[Image object location entries]

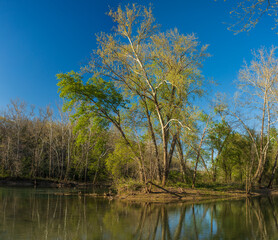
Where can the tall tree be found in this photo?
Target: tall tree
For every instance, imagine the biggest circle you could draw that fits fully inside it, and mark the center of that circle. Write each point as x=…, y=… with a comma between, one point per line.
x=138, y=64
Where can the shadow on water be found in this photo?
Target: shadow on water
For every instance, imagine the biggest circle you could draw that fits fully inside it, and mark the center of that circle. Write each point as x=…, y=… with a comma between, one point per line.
x=41, y=214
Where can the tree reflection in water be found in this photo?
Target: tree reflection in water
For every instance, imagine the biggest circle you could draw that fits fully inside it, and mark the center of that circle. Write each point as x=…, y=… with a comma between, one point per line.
x=40, y=214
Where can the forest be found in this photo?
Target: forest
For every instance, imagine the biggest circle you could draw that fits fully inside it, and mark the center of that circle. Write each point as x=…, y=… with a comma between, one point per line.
x=142, y=111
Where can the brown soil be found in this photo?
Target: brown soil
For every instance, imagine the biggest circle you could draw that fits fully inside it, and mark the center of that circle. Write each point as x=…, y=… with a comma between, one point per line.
x=190, y=195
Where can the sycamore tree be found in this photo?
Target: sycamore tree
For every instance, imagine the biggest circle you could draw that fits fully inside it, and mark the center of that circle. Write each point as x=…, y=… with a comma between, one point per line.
x=248, y=13
x=139, y=65
x=257, y=106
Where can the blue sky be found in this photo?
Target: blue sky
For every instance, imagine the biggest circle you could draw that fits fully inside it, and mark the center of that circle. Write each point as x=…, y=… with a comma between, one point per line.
x=39, y=39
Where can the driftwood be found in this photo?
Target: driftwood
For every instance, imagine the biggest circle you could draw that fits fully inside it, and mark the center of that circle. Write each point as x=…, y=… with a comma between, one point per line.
x=177, y=195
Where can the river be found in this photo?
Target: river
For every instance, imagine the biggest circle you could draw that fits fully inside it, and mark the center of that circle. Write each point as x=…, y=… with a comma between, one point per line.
x=27, y=213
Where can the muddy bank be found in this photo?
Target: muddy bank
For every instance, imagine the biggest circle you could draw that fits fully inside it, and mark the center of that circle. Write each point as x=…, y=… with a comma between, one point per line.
x=25, y=182
x=191, y=195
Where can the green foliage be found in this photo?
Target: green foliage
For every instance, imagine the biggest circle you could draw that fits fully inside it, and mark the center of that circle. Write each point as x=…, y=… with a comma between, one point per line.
x=96, y=97
x=119, y=162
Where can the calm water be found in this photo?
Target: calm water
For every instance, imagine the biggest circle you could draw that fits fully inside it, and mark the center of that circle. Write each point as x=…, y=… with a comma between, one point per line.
x=41, y=214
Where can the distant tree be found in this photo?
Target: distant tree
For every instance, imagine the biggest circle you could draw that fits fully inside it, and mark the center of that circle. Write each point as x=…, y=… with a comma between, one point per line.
x=140, y=65
x=249, y=12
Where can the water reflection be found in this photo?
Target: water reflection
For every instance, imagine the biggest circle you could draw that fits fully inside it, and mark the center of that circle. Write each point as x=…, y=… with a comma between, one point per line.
x=40, y=214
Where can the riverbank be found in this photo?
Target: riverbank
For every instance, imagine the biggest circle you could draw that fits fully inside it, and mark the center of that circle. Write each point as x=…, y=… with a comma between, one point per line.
x=47, y=183
x=173, y=194
x=156, y=193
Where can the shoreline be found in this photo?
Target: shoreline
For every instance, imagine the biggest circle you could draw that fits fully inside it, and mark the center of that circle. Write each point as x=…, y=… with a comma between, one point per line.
x=156, y=195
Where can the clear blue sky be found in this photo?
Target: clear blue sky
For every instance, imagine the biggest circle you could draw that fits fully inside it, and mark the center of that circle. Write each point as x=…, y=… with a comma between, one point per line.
x=39, y=39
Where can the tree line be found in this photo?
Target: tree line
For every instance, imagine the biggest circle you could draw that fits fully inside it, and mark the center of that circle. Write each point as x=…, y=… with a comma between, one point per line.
x=132, y=113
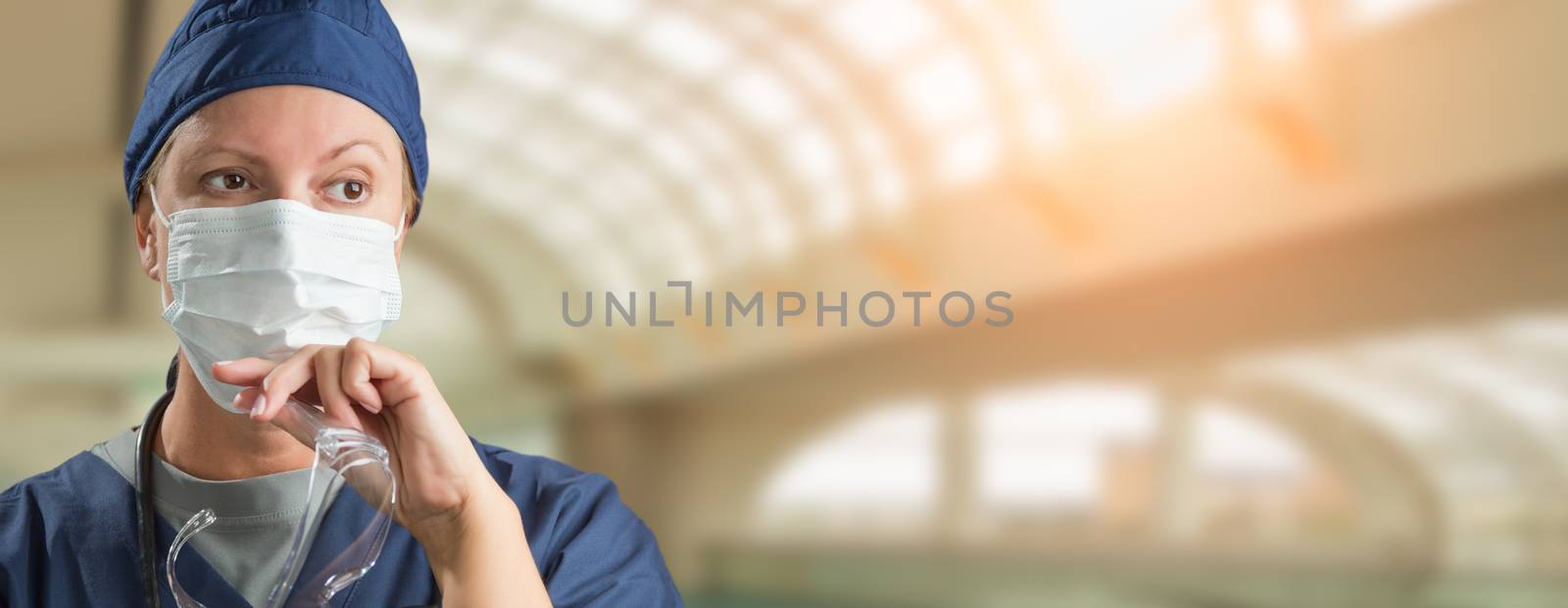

## [Direction]
Switch every "biggest circle" in the records above to "largest circle" and write all of them out again, changing nothing else and leaving the pictures out.

## [The solution]
Where can the tall tree be found in this photo?
Target: tall tree
For every instance, imagine the largest circle you could draw that fits fully inside it, and mark the center of that circle. Write each point as x=…, y=… with a comma between, one point per line.
x=138, y=64
Where can the shadow on water be found in this photo?
Target: shadow on water
For every instance, imagine the largest circle you could draw that fits fully inside it, and mark the center of that circle. Write each point as x=…, y=… with a comma between, one point per line.
x=41, y=214
Where can the tree reflection in water be found in this photo?
Target: tree reflection in water
For every instance, imagine the largest circle you could draw that fits fully inside it, and mark the center of that circle. Write each point as x=…, y=… with a comma between, one point per line.
x=40, y=214
Where can the forest be found in this photo?
Target: forest
For every instance, imagine the largest circle you could draw that fits fully inside it, and mark the center of that circle. Write each point as x=…, y=… with a comma between, one point per line.
x=142, y=111
Where can the brown soil be found in this photo?
Target: brown soil
For every instance, imagine the largest circle you could draw that fits fully inside it, and mark the center of that circle. Write each point as x=…, y=… with a comma between, one point per line.
x=190, y=195
Where can the sycamore tree be found in this photo?
Target: sycamore tree
For every instance, imagine the largest circle you could draw that fits fully inside it, and mark the center of that circle. Write each point as x=…, y=… with a comma between, one point per line.
x=248, y=13
x=139, y=65
x=257, y=106
Where can the blue sky be found in this photo?
Target: blue sky
For every instance, imagine the largest circle you could draw that fits fully inside it, and mark the center of that circle. Write each point as x=…, y=… with a comma between, one point per line.
x=39, y=39
Where can the driftwood be found in this photo?
Target: driftwood
For every instance, imagine the largest circle you could draw that fits fully inside it, and mark the center of that circle. Write each point as x=…, y=… with a comma between, one point per line.
x=177, y=195
Where can the river be found in this photo?
Target: river
For every instance, imagine the largest circle you could draw that fits fully inside it, and mark the center of that circle. Write each point as x=…, y=… with a comma between, one point per line.
x=27, y=213
Where can the muddy bank be found in this photo?
Target: muddy bank
For every instance, imagine the largest circle you could draw that fits fully inside it, and mark the center of that circle. Write each point as x=…, y=… with a comma between, one point per line.
x=25, y=182
x=191, y=195
Where can the green foliage be found in this photo?
Target: green foliage
For every instance, imagine the largest circle you could draw that fits fully inside it, and mark the center of that circle. Write each point as x=…, y=… with a comma between, one point per line.
x=96, y=97
x=119, y=162
Where can the calm water be found in this photo?
Target: calm water
For every instance, imagine the largest circle you could draw that fits fully inside it, and mark the center of that circle. Write each point as x=…, y=… with a comma between, one point per line.
x=41, y=214
Where can the distant tree be found in this photo?
Target: distant tree
For every instance, imagine the largest circle you could draw that fits fully inside it, and mark the center of that circle. Write each point as x=…, y=… with a comma between, one point per line.
x=140, y=65
x=249, y=12
Where can the water reflection be found in this photo?
Target: water reflection
For every instance, imagine the largest circle you could draw that fits fully inside it, and mark the center of that circle. Write each point as x=…, y=… with a comma between, one point per line.
x=40, y=214
Where can the riverbank be found in this photo?
Target: riverbank
For every instance, imagine the largest circle you could draw that fits fully inside it, and mark the center of that circle. Write each point as x=…, y=… with a comma between, one point per line.
x=47, y=183
x=173, y=194
x=156, y=193
Where can the shoreline be found in this photo?
Target: shoreline
For every instance, imagine the largest circle you could draw that fits fully inside it, and mark the center of that circle. Write each point as x=…, y=… with a comma between, one point per line.
x=156, y=195
Where can the clear blue sky be found in this photo?
Target: clear blue sky
For every instance, imagine the largest circle you could draw that fits fully inside it, and mark the center of that circle. Write each point as x=…, y=… with a comma between, one point per line.
x=39, y=39
Where can the tree line be found in this photo?
Target: tree line
For every instance, imagine the largest circle you could draw that fits fully inside it, and mark the center of that circle. Write each point as x=…, y=… with a comma between, one point per line.
x=132, y=113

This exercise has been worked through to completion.